## [Aim of the task]
Read the listing and extract each line that includes the word "jersey".

## [Data records]
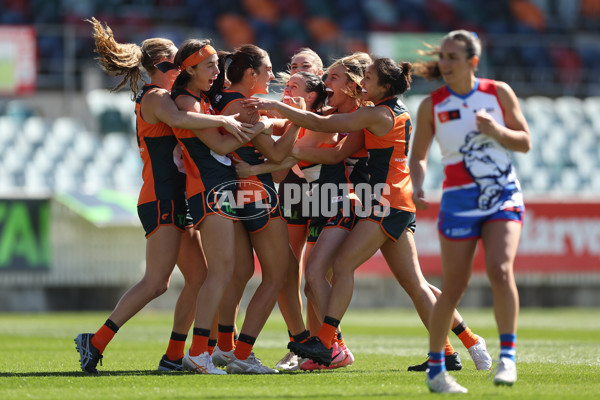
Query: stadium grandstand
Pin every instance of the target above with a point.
(64, 136)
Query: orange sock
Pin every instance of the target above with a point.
(199, 342)
(211, 345)
(327, 334)
(244, 346)
(225, 341)
(448, 349)
(103, 336)
(176, 346)
(465, 335)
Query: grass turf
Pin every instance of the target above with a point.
(558, 353)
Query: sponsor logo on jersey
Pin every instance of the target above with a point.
(449, 115)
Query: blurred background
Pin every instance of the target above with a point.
(70, 170)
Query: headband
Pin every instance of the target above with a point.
(197, 57)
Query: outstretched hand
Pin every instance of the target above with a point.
(296, 102)
(237, 128)
(256, 103)
(242, 168)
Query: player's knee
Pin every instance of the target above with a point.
(499, 274)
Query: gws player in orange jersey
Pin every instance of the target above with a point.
(476, 122)
(308, 90)
(161, 207)
(210, 182)
(249, 72)
(344, 96)
(389, 221)
(304, 60)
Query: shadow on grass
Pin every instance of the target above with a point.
(155, 372)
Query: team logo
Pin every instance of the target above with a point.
(449, 115)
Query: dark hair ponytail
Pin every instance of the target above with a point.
(398, 76)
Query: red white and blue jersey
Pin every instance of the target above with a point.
(478, 170)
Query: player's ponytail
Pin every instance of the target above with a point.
(397, 76)
(219, 83)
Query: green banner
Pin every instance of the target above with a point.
(103, 208)
(24, 230)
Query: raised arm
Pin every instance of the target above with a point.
(217, 142)
(421, 141)
(515, 135)
(345, 122)
(158, 106)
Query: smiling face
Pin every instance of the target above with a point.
(371, 89)
(453, 62)
(304, 62)
(338, 86)
(204, 74)
(263, 77)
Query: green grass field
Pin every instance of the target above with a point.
(558, 352)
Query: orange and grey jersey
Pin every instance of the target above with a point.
(157, 143)
(258, 187)
(479, 176)
(388, 155)
(204, 171)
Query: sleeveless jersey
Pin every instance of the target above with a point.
(260, 186)
(157, 144)
(472, 160)
(388, 154)
(322, 173)
(204, 172)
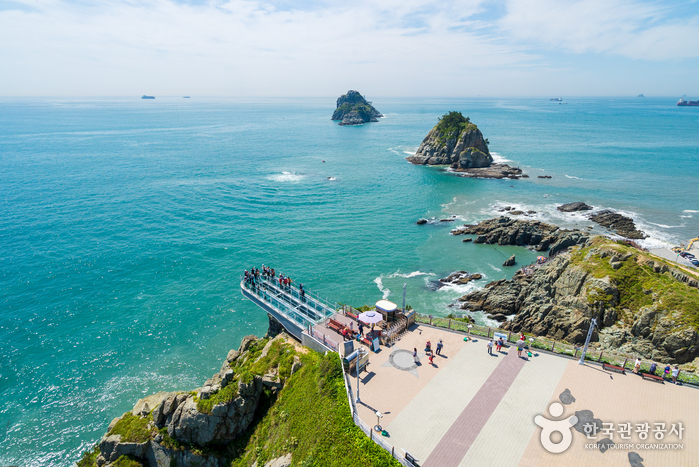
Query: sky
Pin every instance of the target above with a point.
(463, 48)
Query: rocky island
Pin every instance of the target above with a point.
(354, 109)
(457, 142)
(643, 304)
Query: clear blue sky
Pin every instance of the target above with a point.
(323, 48)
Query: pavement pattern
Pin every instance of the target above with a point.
(472, 408)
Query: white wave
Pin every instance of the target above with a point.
(498, 158)
(286, 177)
(460, 289)
(379, 283)
(667, 226)
(412, 274)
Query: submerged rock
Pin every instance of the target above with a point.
(621, 224)
(573, 207)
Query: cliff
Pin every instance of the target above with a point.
(353, 109)
(456, 142)
(643, 304)
(272, 403)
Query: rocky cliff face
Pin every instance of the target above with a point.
(354, 109)
(193, 428)
(460, 148)
(642, 305)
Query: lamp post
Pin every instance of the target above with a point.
(593, 323)
(356, 368)
(378, 428)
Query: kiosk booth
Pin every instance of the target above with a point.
(387, 309)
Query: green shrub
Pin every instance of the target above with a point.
(132, 428)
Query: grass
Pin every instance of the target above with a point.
(451, 125)
(132, 428)
(126, 461)
(280, 355)
(639, 286)
(311, 419)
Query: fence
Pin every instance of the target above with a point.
(375, 437)
(625, 361)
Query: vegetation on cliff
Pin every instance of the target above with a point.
(639, 285)
(451, 125)
(301, 411)
(354, 109)
(311, 419)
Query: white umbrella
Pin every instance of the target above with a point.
(370, 317)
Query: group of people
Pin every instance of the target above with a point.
(428, 351)
(668, 372)
(253, 277)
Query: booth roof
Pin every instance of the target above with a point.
(385, 305)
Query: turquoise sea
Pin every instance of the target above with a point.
(125, 224)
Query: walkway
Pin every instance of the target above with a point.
(471, 408)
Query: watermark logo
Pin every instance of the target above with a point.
(548, 427)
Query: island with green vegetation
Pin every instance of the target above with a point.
(457, 142)
(354, 109)
(273, 402)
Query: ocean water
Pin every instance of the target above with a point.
(125, 224)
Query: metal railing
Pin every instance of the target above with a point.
(376, 438)
(625, 361)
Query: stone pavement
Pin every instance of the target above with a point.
(471, 408)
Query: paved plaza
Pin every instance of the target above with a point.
(470, 408)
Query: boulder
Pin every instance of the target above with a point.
(574, 207)
(454, 141)
(354, 109)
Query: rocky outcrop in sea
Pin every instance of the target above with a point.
(634, 297)
(354, 109)
(619, 223)
(455, 142)
(508, 231)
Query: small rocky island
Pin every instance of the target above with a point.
(457, 142)
(354, 109)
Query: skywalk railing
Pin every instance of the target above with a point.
(626, 361)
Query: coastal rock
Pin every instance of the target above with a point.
(622, 225)
(497, 171)
(454, 141)
(559, 298)
(354, 109)
(508, 231)
(574, 207)
(460, 277)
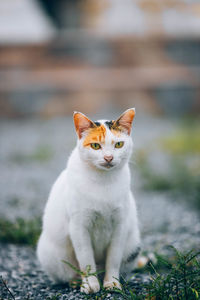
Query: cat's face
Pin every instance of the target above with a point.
(105, 145)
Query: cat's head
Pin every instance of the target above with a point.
(105, 145)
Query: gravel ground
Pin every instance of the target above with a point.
(32, 154)
(25, 280)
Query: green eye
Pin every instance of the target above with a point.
(119, 144)
(95, 146)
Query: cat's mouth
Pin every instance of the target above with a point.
(107, 165)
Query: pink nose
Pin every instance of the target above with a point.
(108, 158)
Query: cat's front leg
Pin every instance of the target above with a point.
(114, 258)
(84, 253)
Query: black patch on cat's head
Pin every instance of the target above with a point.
(97, 123)
(109, 124)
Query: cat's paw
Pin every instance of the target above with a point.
(111, 284)
(90, 285)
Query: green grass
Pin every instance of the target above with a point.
(25, 232)
(174, 278)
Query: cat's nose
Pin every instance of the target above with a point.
(108, 158)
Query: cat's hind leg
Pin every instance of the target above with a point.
(52, 257)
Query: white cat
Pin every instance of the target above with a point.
(90, 218)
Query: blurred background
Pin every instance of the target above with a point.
(102, 57)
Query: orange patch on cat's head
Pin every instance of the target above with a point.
(124, 122)
(95, 135)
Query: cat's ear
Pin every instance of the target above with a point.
(124, 122)
(82, 123)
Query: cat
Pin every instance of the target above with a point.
(90, 218)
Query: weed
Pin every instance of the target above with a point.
(21, 231)
(177, 278)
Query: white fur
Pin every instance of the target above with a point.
(90, 217)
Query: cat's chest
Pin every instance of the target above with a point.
(101, 228)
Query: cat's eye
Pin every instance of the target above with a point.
(95, 146)
(119, 144)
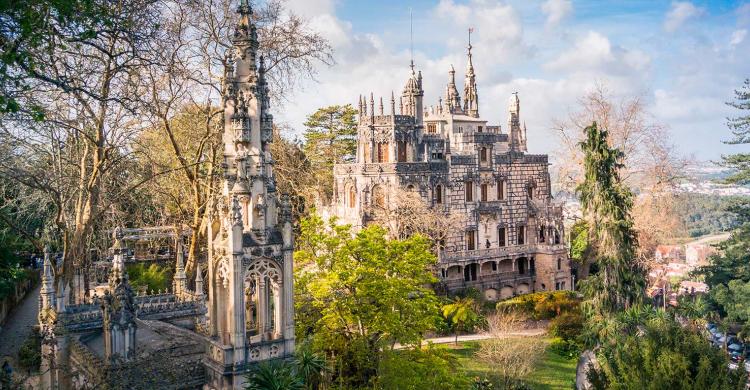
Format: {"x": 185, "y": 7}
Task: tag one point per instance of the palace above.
{"x": 512, "y": 238}
{"x": 191, "y": 337}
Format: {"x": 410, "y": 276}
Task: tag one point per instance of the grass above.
{"x": 554, "y": 371}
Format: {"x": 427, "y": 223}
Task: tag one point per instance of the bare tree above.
{"x": 407, "y": 213}
{"x": 652, "y": 164}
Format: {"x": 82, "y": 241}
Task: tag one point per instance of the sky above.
{"x": 684, "y": 58}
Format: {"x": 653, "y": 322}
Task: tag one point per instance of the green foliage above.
{"x": 707, "y": 214}
{"x": 570, "y": 349}
{"x": 567, "y": 325}
{"x": 657, "y": 352}
{"x": 274, "y": 375}
{"x": 358, "y": 295}
{"x": 31, "y": 28}
{"x": 154, "y": 277}
{"x": 30, "y": 353}
{"x": 330, "y": 138}
{"x": 541, "y": 305}
{"x": 430, "y": 368}
{"x": 462, "y": 313}
{"x": 740, "y": 127}
{"x": 579, "y": 241}
{"x": 606, "y": 204}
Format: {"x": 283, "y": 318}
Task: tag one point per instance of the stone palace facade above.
{"x": 512, "y": 238}
{"x": 206, "y": 333}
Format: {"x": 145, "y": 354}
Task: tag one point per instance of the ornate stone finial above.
{"x": 236, "y": 212}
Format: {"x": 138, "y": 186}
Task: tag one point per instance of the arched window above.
{"x": 378, "y": 196}
{"x": 352, "y": 197}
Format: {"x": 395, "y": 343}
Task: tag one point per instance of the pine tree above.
{"x": 606, "y": 203}
{"x": 740, "y": 127}
{"x": 330, "y": 138}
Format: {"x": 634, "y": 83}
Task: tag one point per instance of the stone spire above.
{"x": 412, "y": 96}
{"x": 517, "y": 136}
{"x": 471, "y": 99}
{"x": 47, "y": 292}
{"x": 118, "y": 308}
{"x": 452, "y": 98}
{"x": 180, "y": 279}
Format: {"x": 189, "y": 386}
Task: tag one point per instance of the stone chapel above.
{"x": 208, "y": 333}
{"x": 512, "y": 238}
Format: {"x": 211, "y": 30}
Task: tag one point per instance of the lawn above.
{"x": 554, "y": 371}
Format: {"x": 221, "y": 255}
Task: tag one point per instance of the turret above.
{"x": 517, "y": 133}
{"x": 471, "y": 99}
{"x": 412, "y": 97}
{"x": 452, "y": 98}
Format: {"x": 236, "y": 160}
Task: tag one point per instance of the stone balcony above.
{"x": 478, "y": 255}
{"x": 401, "y": 167}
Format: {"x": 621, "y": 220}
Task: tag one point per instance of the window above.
{"x": 521, "y": 235}
{"x": 401, "y": 151}
{"x": 501, "y": 237}
{"x": 470, "y": 240}
{"x": 352, "y": 197}
{"x": 378, "y": 196}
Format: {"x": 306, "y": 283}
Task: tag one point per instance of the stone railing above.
{"x": 403, "y": 167}
{"x": 471, "y": 256}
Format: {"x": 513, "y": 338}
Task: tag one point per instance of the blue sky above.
{"x": 684, "y": 58}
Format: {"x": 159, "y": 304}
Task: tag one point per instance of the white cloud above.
{"x": 556, "y": 11}
{"x": 594, "y": 54}
{"x": 737, "y": 37}
{"x": 679, "y": 13}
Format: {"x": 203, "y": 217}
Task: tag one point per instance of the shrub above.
{"x": 30, "y": 353}
{"x": 541, "y": 305}
{"x": 431, "y": 368}
{"x": 567, "y": 325}
{"x": 566, "y": 348}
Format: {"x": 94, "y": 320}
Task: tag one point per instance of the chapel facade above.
{"x": 204, "y": 333}
{"x": 511, "y": 240}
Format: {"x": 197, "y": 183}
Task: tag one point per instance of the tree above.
{"x": 407, "y": 213}
{"x": 416, "y": 368}
{"x": 651, "y": 165}
{"x": 356, "y": 295}
{"x": 461, "y": 311}
{"x": 654, "y": 351}
{"x": 740, "y": 127}
{"x": 606, "y": 204}
{"x": 274, "y": 375}
{"x": 330, "y": 138}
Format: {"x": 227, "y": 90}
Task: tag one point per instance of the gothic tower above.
{"x": 471, "y": 99}
{"x": 250, "y": 307}
{"x": 517, "y": 133}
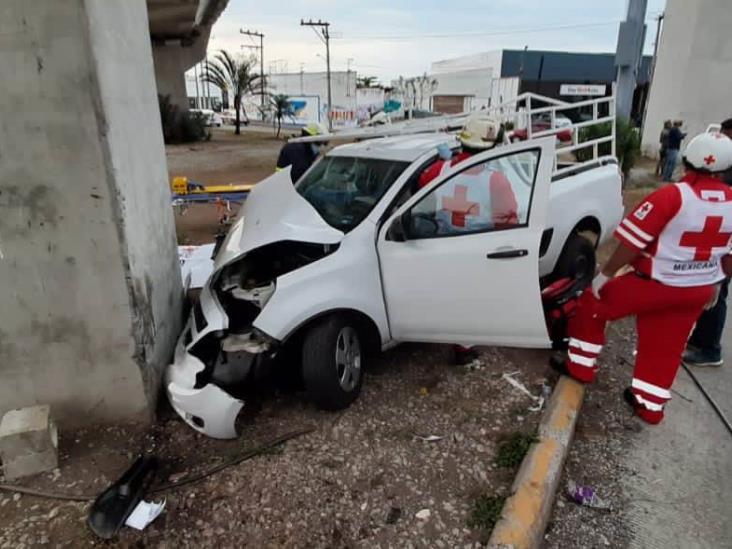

## [Result for this exercise]
Query: sponsor logo on jersey
Query: gws player in orange jersey
Query: red white and blue jersey
Query: orange and grey jersey
Query: sleeveless jersey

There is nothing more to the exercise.